Entries shown ::

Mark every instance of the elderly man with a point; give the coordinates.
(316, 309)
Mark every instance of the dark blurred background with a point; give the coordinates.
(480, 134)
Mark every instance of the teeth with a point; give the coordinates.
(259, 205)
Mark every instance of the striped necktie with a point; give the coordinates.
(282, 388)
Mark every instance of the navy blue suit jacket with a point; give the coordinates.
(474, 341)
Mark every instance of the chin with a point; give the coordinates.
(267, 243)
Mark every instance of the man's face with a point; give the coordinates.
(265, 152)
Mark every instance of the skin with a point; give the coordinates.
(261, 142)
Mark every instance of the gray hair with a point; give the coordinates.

...

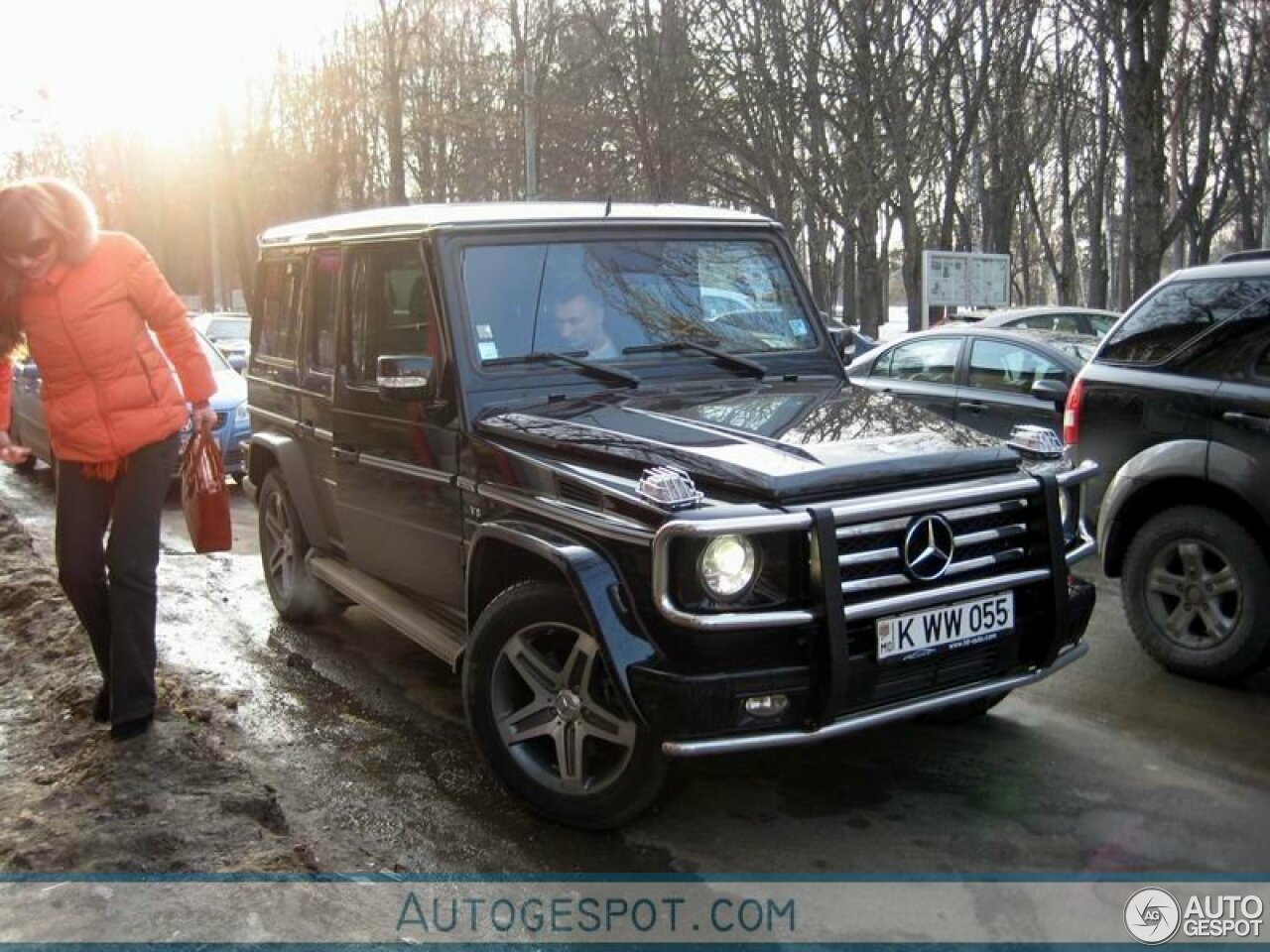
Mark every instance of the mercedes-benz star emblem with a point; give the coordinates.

Assigned task :: Go back to the listing above. Copy word for word the lines from the one with "Mark every instance of the navy" through the one with "Mark every instance of the gray", and nothing more.

Answer for the task ::
Mark every instance of the navy blue suit jacket with a point; give the coordinates.
(474, 341)
Mark every instance of the chin with a point; give the coordinates.
(267, 243)
Mark every instance of the man's face with a point; give the coordinates.
(265, 152)
Mark every instance of the skin with a point; give the coordinates.
(261, 142)
Mark every instance of the gray hair with a point; give the coordinates.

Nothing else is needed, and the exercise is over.